◆ **Task to carry out**: Please print each of the entries below exactly.

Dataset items

- - -

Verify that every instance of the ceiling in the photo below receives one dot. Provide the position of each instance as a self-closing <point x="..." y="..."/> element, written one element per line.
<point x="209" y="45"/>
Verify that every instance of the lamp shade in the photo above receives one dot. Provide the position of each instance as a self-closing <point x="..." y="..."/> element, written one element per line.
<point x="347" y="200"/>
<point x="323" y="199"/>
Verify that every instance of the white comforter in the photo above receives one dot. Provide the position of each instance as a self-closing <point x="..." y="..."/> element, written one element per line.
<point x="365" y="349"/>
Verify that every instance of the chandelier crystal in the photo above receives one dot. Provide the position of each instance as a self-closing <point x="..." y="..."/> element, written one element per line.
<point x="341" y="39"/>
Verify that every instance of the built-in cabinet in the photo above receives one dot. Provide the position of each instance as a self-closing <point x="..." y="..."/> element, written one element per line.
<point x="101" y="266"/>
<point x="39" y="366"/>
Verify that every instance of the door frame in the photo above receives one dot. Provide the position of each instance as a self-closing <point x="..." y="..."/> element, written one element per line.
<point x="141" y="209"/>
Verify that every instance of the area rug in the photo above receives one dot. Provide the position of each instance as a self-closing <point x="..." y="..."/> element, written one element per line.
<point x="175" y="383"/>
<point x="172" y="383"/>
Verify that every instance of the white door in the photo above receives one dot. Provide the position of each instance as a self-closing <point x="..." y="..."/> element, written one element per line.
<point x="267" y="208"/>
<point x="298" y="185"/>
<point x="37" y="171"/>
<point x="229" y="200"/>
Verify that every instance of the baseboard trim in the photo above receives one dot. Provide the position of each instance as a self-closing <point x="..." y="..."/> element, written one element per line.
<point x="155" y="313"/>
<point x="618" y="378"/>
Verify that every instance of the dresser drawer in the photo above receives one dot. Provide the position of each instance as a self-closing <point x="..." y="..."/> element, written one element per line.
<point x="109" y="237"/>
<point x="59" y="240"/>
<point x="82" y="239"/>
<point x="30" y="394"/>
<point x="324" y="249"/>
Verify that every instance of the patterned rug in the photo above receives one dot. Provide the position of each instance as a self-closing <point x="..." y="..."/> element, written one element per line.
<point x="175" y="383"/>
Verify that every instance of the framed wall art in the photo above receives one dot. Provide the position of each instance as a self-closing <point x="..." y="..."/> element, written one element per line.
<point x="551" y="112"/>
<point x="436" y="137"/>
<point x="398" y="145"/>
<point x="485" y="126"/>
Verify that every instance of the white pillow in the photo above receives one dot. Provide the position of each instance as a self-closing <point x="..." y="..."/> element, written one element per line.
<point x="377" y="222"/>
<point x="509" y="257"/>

- - -

◆ **Result for this exercise**:
Verify that every instance of the ceiling in the photo below receives one dot. Provide the position of each instance as a self-closing <point x="..." y="..."/> element, written one element per line.
<point x="209" y="45"/>
Verify that every instance of the lamp shade in the photo above receives one dot. Provide the position of each instance as a self-closing <point x="..." y="..."/> element, written one element per line.
<point x="347" y="200"/>
<point x="323" y="199"/>
Verify that every instance of the white comforter in the photo above receives one dot. Provide the position of each instance as a self-closing <point x="..." y="..."/> element, written one element per line.
<point x="365" y="349"/>
Verify that every instance of the chandelier crystal in the photo above receives one dot. Provide the position of each instance as a self-closing <point x="..." y="..."/> element, written one element per line.
<point x="341" y="39"/>
Verify that every instance of the built-in cabinet in the photo above receives one dot. Provide the position of each instance as a self-closing <point x="..." y="..."/> element, written one element per line.
<point x="101" y="266"/>
<point x="39" y="366"/>
Verify that every instance of the door frame in the photo above receives one dot. Provide the position of each instance as a self-closing <point x="..." y="..."/> element, written one element per line.
<point x="141" y="209"/>
Verify that every instance of the area rug in the photo above receives one dot. Provide the position of each instance as a self-closing <point x="..." y="..."/> element, written one element per line.
<point x="175" y="383"/>
<point x="172" y="383"/>
Verify that every instance of the white door in the photo above receives one dot. Provide the position of each instance as a self-closing <point x="..." y="..."/> element, written one element per line.
<point x="267" y="208"/>
<point x="298" y="185"/>
<point x="37" y="171"/>
<point x="229" y="200"/>
Verify that every instance of the baseboard trim in the photo above receives one dot. Provide the position of each instance as a self-closing <point x="..." y="..."/> element, written one element per line.
<point x="155" y="313"/>
<point x="618" y="378"/>
Verify that every instance of the dresser drawer in the photo above receives one dot. Provide the position of each instance as a self-closing <point x="..." y="..."/> element, written one element per line.
<point x="109" y="237"/>
<point x="59" y="240"/>
<point x="82" y="239"/>
<point x="30" y="394"/>
<point x="324" y="249"/>
Verify that every instance of the patterned rug in the photo above receives one dot. Provide the position of each instance as a self-closing <point x="..." y="..."/> element, written one element per line.
<point x="175" y="383"/>
Verify that every instance of the framed wall art in the photo above receives one dot. Provide the position of each instance as a self-closing <point x="..." y="..."/> element, written one element per line.
<point x="551" y="112"/>
<point x="436" y="137"/>
<point x="398" y="145"/>
<point x="485" y="126"/>
Verify that every instance of the white pillow in the photo above receives one dot. Provide the position of each instance as a self-closing <point x="..." y="..."/> element, written one element per line.
<point x="377" y="222"/>
<point x="509" y="257"/>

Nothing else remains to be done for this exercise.